INPUT:
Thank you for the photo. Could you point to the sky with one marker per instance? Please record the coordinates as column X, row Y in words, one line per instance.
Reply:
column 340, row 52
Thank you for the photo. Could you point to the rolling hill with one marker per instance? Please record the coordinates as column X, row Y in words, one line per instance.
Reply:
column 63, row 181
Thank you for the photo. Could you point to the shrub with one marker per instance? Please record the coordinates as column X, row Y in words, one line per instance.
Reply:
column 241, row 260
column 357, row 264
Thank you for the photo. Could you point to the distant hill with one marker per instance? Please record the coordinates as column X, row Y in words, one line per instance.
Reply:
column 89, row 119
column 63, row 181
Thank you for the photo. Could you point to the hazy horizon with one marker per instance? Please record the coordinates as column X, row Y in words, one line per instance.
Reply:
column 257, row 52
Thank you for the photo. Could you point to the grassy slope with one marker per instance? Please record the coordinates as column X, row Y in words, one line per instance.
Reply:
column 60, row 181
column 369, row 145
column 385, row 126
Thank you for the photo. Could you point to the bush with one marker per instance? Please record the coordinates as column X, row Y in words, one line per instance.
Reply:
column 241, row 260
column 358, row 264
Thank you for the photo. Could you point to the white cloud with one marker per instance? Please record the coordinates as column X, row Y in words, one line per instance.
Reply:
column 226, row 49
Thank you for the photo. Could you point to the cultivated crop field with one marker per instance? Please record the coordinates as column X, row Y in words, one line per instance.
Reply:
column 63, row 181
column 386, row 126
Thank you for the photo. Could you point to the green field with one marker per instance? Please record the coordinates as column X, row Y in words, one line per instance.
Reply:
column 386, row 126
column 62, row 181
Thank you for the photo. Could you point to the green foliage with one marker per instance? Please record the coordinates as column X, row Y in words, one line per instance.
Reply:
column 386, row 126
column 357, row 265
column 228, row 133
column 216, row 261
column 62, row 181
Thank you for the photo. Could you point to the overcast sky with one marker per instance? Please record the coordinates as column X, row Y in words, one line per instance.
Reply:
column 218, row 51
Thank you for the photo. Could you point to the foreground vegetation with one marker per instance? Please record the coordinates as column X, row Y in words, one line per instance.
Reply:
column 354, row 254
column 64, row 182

AIM OF THE TASK: Each line from the material above that mentions the word "green" needs to be copied.

TASK OUTPUT:
Thank you for the photo. Could you point to the green field with one marker per instance? Please record the coordinates as column X, row Y in words, one line per instance.
Thank you for the photo. Could you point to the green foliage with one marker per instance? Please record the coordinates as column X, row Y in words, one line per instance.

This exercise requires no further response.